Izvestia | August 31, 2012
Journalist Orkhan Dzhemal talks about the fallout from the shocking murder of venerated Sufi leader Sheikh Said-Afandi Chirkeisky.
The murder of Sheikh Said Chirkeisky, which recently took place in Dagestan, is Russia’s most devastating terrorist attack of the last decade. The gravity of this assassination can only be comprehended by someone who is familiar with the situation in the Caucasus and understands that the aftermath of this killing will come to overshadow even the notorious Moscow metro blast.
First of all, one needs to understand who Said Chirkeisky really was. He was not an official, not a parliament member, not a functionary; he had no official status at all. Yet he was a symbol of traditional Islam: the Sheikh headed the biggest Sufi order in the Caucasus and had an estimated 130,000 murids (followers). To follow their Sheikh meant more to Said Chirkeisky’s students than to recognize the spiritual greatness of their teacher; murids treat their Sheikh as a god. The water in which their Sheikh washes is of great value; it is preserved and drank, for they believe that it has the strongest healing powers in the world. A person granted a face-to-face meeting with the Sheikh will tell his children, grandchildren and great-grandchildren about it. If the Sheikh tells a murid "kill", he will kill, and if he tells him "die", he will die.
Nearly all other sheikhs in Dagestan were blessed by Said Chirkeisky- this is called "silsila", a transfer of spiritual grace that is analogous to Christian ordainment. His murids include nearly all of Dagestan’s elites – ministers, academics, billionaires. The official Spiritual Directorate of Dagestan was under his complete control. His murids head all the Islamic media projects in Dagestan and many in Moscow. During the campaign against Wahhabism, local police officers would come to homes of "doubtful ones” and tell them: take a wird from the Chirkei Sheikh (accept him as your spiritual guide), and we will ask you no more questions.

> _Records for this exercise_
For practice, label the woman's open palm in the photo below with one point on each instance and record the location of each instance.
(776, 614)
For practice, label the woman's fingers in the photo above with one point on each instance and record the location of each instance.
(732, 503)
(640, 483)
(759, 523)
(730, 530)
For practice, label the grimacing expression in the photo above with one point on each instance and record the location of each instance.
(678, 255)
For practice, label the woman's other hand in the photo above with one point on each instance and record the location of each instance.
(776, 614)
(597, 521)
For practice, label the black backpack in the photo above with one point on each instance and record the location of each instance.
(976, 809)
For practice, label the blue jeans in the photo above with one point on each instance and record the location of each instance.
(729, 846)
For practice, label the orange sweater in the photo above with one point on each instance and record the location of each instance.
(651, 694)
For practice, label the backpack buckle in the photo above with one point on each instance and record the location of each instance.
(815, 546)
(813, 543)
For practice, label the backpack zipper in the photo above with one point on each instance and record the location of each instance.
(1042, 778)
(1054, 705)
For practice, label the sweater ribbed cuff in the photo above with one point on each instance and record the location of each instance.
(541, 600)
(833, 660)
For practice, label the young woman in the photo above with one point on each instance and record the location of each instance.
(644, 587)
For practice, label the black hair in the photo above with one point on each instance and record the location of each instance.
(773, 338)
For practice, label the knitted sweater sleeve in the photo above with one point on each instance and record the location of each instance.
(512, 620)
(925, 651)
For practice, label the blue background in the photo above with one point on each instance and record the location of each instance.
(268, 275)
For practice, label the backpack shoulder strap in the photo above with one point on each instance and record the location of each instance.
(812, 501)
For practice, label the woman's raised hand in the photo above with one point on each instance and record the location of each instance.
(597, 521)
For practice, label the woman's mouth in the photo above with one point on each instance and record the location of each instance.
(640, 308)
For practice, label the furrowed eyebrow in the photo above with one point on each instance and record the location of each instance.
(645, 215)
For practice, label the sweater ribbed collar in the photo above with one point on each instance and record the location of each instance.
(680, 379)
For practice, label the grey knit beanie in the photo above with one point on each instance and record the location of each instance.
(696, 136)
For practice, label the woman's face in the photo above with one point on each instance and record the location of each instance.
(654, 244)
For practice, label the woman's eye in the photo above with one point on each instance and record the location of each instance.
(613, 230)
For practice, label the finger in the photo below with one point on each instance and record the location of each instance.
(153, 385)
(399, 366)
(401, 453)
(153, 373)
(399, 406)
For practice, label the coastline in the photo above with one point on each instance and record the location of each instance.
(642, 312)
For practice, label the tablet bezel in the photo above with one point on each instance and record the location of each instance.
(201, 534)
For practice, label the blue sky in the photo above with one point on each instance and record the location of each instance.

> _Your tasks_
1. Answer these questions about the article on Sheikh Said Chirkeisky's murder, one line each:
(a) How many murids did the Sheikh reportedly have?
(b) What is the name for the transfer of spiritual grace that the Sheikh gave to nearly all other sheikhs in Dagestan?
(c) Which earlier attack does the journalist say the aftermath of this killing will overshadow?
2. Can you reproduce the rows from the one containing "For practice, label the tablet" through the last row, inclusive?

> _The answers_
1.
(a) An estimated 130,000.
(b) Silsila.
(c) The Moscow metro blast.

2.
For practice, label the tablet bezel in the photo above with one point on each instance and record the location of each instance.
(201, 534)
For practice, label the blue sky in the photo above with one point on each instance and record the location of each instance.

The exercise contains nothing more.